Diagnosis Module (DIAG)

Source: docs.foxbms.org — DIAG Files: src/app/engine/diag/diag.c, diag.h, diag_cfg.c, diag_cfg.h Callbacks: src/app/engine/diag/cbs/diag_cbs_*.c (CAN, contactor, current, temperature, voltage, etc.)


Architecture

Central configuration table diag_diagnosisIdConfiguration[] maps each DIAG_ID_e entry to: 1. Callback function — what to do when fault occurs 2. Threshold counter — how many consecutive occurrences before escalation 3. Severity — Info, Warning, or Fatal 4. Delay — time between error flag set and BMS state change

Threshold Counter Mechanism

DIAG_Handler(diag_id, event) called by application code
    │
    ├── event = EVENT_OK → decrement counter (recovery)
    │
    └── event = EVENT_NOT_OK
         │
         ├── counter < threshold → increment counter, return DIAG_HANDLER_RETURN_OK
         │                         (fault detected but not yet confirmed)

● **MATERIAL SUPPLIED**
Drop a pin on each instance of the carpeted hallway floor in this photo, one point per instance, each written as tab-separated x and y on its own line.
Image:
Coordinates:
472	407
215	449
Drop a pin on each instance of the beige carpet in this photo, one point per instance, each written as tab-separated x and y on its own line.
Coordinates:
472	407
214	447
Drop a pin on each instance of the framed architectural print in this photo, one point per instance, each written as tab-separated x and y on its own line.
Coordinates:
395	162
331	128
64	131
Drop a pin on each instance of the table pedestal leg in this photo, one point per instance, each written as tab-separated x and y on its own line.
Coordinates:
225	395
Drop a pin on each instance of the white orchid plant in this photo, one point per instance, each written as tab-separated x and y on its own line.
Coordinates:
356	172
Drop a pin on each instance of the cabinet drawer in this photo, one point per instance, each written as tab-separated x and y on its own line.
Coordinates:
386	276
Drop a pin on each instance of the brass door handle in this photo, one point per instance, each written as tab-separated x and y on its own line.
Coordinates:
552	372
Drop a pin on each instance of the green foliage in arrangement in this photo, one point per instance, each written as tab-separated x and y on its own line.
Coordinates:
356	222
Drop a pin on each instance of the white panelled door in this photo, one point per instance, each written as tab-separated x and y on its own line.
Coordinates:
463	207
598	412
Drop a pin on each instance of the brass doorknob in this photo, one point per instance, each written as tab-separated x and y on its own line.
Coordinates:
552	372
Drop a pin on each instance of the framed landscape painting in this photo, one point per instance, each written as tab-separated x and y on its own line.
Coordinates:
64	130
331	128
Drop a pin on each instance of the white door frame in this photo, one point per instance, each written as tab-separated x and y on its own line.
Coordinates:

--

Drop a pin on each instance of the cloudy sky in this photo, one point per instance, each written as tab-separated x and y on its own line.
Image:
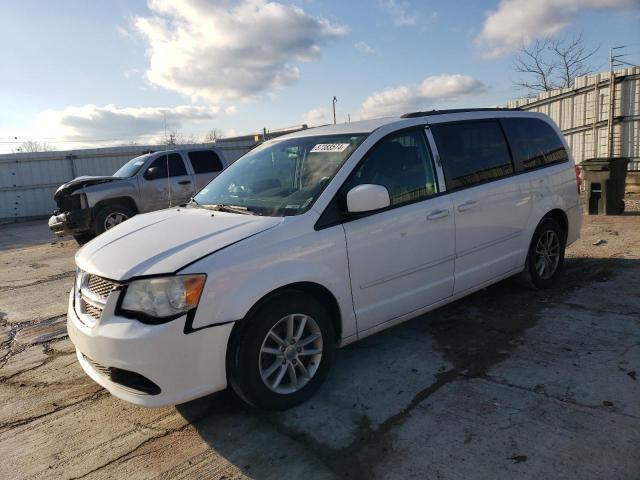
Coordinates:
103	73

● **PROMPT 1**
Extract the passage of the diagnosis module text from "Source: docs.foxbms.org —" to "decrement counter (recovery)".
● **PROMPT 2**
Extend the diagnosis module text by picking up after its final line.
The data has no connection to the diagnosis module text.

● **ANSWER 1**
Source: docs.foxbms.org — DIAG Files: src/app/engine/diag/diag.c, diag.h, diag_cfg.c, diag_cfg.h Callbacks: src/app/engine/diag/cbs/diag_cbs_*.c (CAN, contactor, current, temperature, voltage, etc.)


Architecture

Central configuration table diag_diagnosisIdConfiguration[] maps each DIAG_ID_e entry to: 1. Callback function — what to do when fault occurs 2. Threshold counter — how many consecutive occurrences before escalation 3. Severity — Info, Warning, or Fatal 4. Delay — time between error flag set and BMS state change

Threshold Counter Mechanism

DIAG_Handler(diag_id, event) called by application code
    │
    ├── event = EVENT_OK → decrement counter (recovery)

● **ANSWER 2**
         │
         └── counter >= threshold → set error flag bit
                                    clear warning flag bit
                                    call callback
                                    return DIAG_HANDLER_RETURN_ERR_OCCURRED

Configuration Per DIAG ID

Each entry in diag_diagnosisIdConfiguration[]:

Field Description
diagId Enum value from DIAG_ID_e
threshold Number of consecutive faults before escalation
severity DIAG_FATAL_ERROR, DIAG_WARNING, DIAG_INFO
delay_ms Time between flag-set and BMS ERROR transition
callback Function pointer to specific handler
enable Whether this diagnostic check is active

How Errors Propagate to BMS State Machine

  1. Application code calls DIAG_Handler(id, EVENT_NOT_OK)
  2. Threshold counter increments
  3. When threshold reached → error flag set in diag_flags
  4. DIAG_IsAnyFatalErrorSet() returns true
  5. BMS state machine reads this → transitions to ERROR
  6. After configurable delay → contactors open

Callback Categories

POSIX Port Impact — CRITICAL

Current state (broken): DIAG_Handler in hal_stubs_posix.c logs faults but always returns OK for hardware-absent checks. The real diag.c with threshold counters is excluded from the build.

Fix for Phase 3: 1. Include real diag.c in build (remove from Makefile exclusion) 2. Keep hardware-absent callbacks returning OK (SPI timeout, I2C, SBC) 3. Let software-checkable callbacks (voltage, current, temp) run real logic 4. DIAG_IsAnyFatalErrorSet() will then return true when thresholds are reached 5. BMS state machine will transition to ERROR 6. Contactors will open via SPS simulation

This is the #1 priority for Phase 3 (audit finding A3-01).